### Data supplied
____

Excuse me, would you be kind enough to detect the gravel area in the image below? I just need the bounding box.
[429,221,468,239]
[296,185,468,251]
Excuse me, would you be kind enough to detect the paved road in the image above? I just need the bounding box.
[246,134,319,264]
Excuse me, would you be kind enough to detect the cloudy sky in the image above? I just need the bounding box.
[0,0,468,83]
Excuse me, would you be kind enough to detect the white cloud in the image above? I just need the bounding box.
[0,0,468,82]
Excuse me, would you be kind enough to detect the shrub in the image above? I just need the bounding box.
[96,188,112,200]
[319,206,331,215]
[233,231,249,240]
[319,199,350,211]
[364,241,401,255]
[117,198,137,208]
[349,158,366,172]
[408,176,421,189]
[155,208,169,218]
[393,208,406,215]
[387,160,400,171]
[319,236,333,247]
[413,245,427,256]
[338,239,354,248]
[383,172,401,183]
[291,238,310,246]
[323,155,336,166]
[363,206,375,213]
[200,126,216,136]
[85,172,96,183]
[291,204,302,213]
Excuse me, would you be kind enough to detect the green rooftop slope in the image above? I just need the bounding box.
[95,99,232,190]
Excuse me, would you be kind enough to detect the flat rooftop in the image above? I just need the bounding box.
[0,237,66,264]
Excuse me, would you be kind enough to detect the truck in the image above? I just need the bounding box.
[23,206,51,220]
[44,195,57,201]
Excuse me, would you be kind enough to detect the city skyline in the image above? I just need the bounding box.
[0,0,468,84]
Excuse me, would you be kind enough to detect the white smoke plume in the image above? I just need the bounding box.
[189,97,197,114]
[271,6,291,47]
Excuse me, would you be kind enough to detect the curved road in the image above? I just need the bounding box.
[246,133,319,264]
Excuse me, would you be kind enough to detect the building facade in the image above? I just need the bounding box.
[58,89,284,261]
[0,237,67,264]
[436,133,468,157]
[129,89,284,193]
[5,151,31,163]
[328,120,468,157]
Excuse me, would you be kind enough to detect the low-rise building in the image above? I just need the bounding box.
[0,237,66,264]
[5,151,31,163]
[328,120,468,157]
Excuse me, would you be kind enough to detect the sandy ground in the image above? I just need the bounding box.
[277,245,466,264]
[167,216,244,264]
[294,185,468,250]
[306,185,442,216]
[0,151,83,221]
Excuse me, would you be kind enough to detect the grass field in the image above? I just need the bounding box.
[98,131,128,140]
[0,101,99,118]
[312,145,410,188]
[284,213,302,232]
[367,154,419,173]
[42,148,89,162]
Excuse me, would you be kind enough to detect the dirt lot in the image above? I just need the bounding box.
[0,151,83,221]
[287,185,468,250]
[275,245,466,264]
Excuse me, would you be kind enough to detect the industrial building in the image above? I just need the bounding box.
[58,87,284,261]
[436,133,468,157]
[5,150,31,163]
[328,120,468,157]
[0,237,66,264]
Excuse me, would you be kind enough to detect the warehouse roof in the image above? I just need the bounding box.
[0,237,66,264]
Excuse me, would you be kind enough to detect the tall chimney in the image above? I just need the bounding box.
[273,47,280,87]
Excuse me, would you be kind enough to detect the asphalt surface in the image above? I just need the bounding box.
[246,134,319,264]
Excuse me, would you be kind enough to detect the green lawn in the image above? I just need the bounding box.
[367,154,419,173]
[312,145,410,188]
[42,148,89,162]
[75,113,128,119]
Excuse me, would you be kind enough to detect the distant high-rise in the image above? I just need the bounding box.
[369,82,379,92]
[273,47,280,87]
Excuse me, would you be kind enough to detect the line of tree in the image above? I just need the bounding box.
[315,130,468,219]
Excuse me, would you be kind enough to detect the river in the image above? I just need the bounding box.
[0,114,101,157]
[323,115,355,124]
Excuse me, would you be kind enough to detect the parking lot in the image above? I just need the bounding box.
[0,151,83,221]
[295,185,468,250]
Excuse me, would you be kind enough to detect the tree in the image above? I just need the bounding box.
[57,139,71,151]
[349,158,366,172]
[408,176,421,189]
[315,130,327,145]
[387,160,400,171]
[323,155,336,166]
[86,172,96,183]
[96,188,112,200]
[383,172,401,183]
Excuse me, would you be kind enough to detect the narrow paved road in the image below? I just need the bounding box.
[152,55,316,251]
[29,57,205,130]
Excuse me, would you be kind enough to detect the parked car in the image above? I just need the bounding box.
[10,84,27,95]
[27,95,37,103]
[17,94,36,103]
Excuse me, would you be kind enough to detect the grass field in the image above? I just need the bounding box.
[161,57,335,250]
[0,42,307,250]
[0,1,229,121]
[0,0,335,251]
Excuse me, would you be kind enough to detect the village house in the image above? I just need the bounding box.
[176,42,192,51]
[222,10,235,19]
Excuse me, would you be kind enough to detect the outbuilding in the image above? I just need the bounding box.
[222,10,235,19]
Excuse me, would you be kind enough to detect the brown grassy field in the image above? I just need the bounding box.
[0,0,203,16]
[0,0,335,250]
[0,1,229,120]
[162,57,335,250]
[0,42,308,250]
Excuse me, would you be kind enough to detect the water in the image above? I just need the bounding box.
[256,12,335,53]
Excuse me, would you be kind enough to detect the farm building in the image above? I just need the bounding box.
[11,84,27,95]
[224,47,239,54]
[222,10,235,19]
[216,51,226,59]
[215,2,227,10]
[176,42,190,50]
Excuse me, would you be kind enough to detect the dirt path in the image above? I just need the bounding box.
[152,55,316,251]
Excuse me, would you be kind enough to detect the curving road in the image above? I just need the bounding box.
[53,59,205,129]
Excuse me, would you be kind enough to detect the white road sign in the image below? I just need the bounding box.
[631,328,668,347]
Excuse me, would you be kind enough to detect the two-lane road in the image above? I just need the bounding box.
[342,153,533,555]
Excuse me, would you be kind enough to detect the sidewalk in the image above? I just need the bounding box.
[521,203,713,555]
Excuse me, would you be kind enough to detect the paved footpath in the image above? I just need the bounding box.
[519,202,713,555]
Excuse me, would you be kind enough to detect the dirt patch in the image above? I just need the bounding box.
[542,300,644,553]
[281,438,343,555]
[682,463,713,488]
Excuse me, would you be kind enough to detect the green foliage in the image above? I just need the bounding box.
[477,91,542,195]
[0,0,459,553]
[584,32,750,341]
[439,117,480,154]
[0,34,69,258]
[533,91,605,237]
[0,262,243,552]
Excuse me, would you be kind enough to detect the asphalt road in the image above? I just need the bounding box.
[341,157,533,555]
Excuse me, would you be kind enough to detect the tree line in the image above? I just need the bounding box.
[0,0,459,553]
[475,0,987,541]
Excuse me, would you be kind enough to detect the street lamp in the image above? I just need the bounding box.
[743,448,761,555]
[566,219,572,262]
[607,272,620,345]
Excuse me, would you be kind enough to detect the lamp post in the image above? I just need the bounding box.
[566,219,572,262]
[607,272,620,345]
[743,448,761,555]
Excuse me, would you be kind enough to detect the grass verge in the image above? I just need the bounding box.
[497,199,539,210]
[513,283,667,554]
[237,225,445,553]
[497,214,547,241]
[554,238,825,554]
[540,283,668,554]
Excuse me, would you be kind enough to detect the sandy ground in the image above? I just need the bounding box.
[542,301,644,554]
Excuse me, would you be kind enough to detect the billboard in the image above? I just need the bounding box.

____

### Direction
Rewrite the material starting at the line containing "the dirt patch" and ending at the line containing "[682,463,713,488]", with "dirt patch" replaced by "mud patch" and nothing else changed.

### In response
Excuse me, would you be kind enough to detect the mud patch in the image above? I just need the bounding box.
[542,300,644,553]
[281,438,343,555]
[682,463,713,488]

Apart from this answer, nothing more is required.